WHAT IS NEEDED ▸ Pull out the lines of the listing from its very first line through the line containing "positive clicks: (64, 259) (242, 227)", both included, and reproduce them unchanged.

[Opening DATA LISTING section]

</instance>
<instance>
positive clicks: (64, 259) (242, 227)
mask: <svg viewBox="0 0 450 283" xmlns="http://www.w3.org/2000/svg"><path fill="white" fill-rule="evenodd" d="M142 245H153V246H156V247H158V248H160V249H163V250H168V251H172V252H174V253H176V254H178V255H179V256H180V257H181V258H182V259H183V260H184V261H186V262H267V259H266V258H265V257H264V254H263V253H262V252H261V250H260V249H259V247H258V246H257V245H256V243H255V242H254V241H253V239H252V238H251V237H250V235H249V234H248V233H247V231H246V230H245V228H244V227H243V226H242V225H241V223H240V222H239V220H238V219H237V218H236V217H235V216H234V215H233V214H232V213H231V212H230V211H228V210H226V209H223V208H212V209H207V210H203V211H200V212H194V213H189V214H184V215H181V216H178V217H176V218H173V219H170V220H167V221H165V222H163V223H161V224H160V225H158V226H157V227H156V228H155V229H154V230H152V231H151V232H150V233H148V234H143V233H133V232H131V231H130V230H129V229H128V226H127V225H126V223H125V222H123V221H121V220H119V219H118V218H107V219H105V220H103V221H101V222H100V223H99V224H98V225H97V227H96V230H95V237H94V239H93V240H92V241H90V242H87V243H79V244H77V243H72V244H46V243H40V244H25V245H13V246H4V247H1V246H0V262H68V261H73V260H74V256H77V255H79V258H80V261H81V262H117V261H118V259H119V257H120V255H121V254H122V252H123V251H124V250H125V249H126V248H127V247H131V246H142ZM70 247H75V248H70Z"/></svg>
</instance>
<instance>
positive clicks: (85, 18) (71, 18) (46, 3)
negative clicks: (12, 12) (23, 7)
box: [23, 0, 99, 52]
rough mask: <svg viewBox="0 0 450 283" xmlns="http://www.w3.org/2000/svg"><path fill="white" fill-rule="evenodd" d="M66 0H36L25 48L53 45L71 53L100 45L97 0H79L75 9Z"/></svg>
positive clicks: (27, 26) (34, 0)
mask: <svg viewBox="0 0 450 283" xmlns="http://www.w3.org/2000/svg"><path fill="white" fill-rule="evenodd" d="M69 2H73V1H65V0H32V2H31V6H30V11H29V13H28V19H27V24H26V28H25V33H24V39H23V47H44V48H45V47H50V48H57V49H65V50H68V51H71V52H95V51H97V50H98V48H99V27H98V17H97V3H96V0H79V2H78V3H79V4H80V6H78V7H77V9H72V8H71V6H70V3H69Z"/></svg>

[Closing DATA LISTING section]

PROBLEM SOLUTION ▸
</instance>
<instance>
positive clicks: (64, 259) (242, 227)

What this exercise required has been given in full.